Task item:
Check every line of the entries below for the word "mountain", and copy the ones that have it.

►

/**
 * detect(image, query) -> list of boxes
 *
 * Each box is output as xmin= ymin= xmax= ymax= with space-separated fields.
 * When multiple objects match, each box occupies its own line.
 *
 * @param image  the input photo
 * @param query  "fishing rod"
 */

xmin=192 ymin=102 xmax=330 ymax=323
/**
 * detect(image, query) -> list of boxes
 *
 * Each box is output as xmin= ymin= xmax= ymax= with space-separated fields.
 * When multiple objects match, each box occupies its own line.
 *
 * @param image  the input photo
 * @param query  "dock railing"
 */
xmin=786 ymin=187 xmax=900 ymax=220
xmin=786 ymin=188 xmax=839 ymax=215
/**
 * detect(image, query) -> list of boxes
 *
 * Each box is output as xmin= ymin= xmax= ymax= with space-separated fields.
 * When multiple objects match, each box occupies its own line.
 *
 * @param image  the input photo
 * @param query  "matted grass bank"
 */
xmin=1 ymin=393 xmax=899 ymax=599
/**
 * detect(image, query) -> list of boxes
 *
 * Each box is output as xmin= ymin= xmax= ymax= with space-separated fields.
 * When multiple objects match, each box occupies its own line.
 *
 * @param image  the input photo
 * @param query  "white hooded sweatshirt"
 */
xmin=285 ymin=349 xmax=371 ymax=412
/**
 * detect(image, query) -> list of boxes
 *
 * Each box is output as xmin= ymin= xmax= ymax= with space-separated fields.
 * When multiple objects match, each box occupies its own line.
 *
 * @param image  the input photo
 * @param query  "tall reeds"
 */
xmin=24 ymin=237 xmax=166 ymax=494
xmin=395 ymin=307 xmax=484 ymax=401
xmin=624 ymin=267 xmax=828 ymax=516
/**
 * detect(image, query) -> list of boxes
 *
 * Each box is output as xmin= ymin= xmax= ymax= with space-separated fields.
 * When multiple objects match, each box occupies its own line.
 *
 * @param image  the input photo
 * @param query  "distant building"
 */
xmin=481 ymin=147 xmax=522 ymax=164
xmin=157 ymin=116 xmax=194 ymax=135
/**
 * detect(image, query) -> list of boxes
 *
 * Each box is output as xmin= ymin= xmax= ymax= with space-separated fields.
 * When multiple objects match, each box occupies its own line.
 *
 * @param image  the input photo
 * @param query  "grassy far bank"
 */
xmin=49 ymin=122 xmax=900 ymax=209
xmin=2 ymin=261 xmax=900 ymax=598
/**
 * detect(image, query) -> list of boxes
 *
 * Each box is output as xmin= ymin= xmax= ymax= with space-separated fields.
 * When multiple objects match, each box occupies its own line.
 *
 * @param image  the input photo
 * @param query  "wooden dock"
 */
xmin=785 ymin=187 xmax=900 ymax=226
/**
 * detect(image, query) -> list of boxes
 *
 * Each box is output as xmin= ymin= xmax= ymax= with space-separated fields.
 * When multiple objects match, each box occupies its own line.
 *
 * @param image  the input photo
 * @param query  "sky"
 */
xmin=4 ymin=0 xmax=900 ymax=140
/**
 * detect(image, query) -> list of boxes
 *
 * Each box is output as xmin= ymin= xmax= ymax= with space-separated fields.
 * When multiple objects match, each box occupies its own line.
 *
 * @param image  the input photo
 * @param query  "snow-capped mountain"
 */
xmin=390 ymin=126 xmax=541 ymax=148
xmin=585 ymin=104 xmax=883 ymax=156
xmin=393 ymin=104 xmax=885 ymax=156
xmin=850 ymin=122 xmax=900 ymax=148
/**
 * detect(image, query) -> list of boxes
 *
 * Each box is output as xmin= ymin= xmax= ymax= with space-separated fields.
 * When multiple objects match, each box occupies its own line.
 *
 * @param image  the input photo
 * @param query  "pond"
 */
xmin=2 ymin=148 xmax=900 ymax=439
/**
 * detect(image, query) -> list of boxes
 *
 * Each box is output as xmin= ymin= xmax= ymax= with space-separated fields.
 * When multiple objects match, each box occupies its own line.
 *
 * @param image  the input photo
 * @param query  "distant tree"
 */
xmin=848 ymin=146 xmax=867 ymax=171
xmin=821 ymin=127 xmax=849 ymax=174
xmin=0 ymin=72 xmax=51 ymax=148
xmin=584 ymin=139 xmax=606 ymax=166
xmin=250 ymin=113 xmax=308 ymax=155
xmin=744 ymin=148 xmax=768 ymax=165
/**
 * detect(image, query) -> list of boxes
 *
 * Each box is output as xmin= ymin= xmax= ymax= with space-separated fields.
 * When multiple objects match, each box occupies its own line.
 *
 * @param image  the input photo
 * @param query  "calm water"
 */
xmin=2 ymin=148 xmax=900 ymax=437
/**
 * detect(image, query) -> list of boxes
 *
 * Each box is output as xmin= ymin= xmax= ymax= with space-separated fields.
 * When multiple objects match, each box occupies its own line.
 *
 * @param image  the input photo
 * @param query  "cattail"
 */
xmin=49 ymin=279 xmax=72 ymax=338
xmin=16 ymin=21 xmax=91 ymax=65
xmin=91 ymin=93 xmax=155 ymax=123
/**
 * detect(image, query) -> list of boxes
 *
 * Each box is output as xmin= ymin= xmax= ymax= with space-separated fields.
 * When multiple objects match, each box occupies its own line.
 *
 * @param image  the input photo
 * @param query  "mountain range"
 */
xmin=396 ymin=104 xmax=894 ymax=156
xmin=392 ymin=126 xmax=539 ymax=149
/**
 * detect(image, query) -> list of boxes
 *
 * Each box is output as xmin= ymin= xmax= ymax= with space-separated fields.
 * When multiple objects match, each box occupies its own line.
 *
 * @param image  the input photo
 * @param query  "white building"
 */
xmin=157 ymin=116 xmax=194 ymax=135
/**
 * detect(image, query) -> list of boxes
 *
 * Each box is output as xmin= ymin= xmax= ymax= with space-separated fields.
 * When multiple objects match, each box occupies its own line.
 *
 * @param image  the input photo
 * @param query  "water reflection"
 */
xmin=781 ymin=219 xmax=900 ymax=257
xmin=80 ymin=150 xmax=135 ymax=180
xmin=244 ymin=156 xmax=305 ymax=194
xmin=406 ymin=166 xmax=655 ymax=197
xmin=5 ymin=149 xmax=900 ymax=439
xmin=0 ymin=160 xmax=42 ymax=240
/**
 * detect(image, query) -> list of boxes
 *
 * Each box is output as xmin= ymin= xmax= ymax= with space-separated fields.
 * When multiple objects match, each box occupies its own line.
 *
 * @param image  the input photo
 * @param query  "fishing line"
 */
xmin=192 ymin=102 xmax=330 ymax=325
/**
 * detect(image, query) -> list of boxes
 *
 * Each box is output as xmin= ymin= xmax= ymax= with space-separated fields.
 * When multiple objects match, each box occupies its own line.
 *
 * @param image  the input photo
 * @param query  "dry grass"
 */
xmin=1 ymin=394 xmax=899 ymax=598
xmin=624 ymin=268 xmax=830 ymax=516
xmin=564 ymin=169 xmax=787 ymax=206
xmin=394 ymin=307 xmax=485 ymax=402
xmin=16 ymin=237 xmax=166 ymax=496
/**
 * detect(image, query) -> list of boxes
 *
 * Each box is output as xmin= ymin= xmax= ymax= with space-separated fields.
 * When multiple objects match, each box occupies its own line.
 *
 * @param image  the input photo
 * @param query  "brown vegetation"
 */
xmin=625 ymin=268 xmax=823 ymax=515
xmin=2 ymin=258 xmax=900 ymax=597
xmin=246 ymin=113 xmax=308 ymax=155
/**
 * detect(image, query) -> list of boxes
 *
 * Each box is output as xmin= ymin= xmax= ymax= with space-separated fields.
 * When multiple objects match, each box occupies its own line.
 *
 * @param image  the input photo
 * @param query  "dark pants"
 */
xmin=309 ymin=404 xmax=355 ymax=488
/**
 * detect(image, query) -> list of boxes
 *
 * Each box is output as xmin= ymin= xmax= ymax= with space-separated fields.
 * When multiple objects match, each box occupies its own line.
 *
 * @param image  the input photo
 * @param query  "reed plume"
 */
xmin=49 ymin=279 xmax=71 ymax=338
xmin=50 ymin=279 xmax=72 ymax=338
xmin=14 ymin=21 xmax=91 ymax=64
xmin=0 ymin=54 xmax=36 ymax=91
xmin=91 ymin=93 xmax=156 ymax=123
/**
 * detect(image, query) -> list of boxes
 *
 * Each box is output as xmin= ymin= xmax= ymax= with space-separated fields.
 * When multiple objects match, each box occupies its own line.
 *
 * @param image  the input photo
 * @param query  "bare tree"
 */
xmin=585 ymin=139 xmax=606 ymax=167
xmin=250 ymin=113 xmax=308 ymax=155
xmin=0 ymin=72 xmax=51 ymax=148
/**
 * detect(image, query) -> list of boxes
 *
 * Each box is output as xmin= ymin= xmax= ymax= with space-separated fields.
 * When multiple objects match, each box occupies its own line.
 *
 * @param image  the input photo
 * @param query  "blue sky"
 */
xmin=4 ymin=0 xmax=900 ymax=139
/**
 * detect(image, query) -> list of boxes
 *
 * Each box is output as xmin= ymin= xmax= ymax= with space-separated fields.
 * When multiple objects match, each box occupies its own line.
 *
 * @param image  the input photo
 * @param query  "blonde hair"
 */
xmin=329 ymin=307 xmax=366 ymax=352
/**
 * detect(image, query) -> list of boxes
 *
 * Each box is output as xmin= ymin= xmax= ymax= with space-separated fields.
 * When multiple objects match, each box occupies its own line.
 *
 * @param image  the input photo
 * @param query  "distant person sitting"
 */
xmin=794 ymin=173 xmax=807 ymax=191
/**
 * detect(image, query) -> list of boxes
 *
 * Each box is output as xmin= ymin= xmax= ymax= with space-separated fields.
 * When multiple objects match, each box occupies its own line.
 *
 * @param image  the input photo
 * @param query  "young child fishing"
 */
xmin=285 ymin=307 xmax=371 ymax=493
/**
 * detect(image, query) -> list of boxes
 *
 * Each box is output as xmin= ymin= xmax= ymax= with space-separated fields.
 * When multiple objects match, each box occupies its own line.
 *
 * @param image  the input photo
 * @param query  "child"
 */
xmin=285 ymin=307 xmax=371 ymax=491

◄

Response to this exercise:
 * @param query  "snow-capped mountain"
 * @param query  "mountain range"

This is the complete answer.